-- Quoted passage --
================================

The end result is respiratory failure. Systematically, neutrophils and inflammatory mediators cause generalized endothelial damage and increased capillary permeability throughout the body. Multiple organ dysfunction syndrome (MODS) occurs as the cascade of mediators affects each system. Death may occur from the influence of ARDS and MODS.
Local inflammatory responses
Summary:
Inflammation is the response of the body's vascularized tissues to harmful stimuli such as infectious agents, mechanical damage, chemical irritants, etc. Inflammation has both local and systemic manifestations and may be either acute or chronic. Local inflammatory response (local inflammation) occurs within the area affected by the harmful stimulus. Acute local inflammation develops within minutes or hours after the influence of a harmful stimulus, has a short duration, and primarily involves the innate immune system. The five classic signs of acute local inflammation are redness, swelling, heat, pain, and loss of function. These classical signs result from the sequence of events that are triggered by tissue damage and allow leukocytes to get to the site of damage to eliminate the causative factor. This sequence involves changes in local hemodynamics and vessel permeability, as well as a complex interaction of leukocytes with endothelium and interstitial tissue through which leukocytes escape the blood vessels. To sustain the vascular changes and attract more immune cells to the site of inflammation, leukocytes and tissue cells secrete a range of inflammatory mediators including interleukins and chemokines. Elimination of the causative factor by leukocytes leads to the resolution of acute inflammation and tissue repair with complete regeneration or scarring. Failure to eliminate the causative agent or prolonged exposure to the causative agent leads to chronic inflammation. It aims to confine the causative agent, may last months to years and primarily involves the adaptive immune system.
Acute local inflammation:
Acute inflammation is an immediate response to a pathogenic factor (e.g., trauma or infection) and has the following features:
Rapid onset (occurs minutes to hours after an encounter with a causative factor)
Transient and typically short-lasting (provided it is not caused by an immunological condition)

================================

-- Source material --
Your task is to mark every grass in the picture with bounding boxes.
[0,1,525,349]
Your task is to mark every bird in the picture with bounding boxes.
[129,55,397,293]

================================

-- Set of tasks --
(a) For each statement, say whether the inflammation text supports it, answering yes or no and quoting the words from the text that settle it. (i) Acute local inflammation relies mainly on the adaptive immune system. (ii) Chronic inflammation can last for months to years. (iii) Heat is one of the classic signs of acute local inflammation.
(b) Translate this sentence from the inflammation text into Spanish: "Inflammation has both local and systemic manifestations and may be either acute or chronic."
(c) Write out the part of the inflammation text between "The end result" and "ARDS and MODS.", inclusive.

-- Problem solutions --
(a)
(i) No: "primarily involves the innate immune system"
(ii) Yes: "may last months to years"
(iii) Yes: "redness, swelling, heat, pain, and loss of function"

(b) La inflamación tiene manifestaciones tanto locales como sistémicas y puede ser aguda o crónica.

(c)
The end result is respiratory failure. Systematically, neutrophils and inflammatory mediators cause generalized endothelial damage and increased capillary permeability throughout the body. Multiple organ dysfunction syndrome (MODS) occurs as the cascade of mediators affects each system. Death may occur from the influence of ARDS and MODS.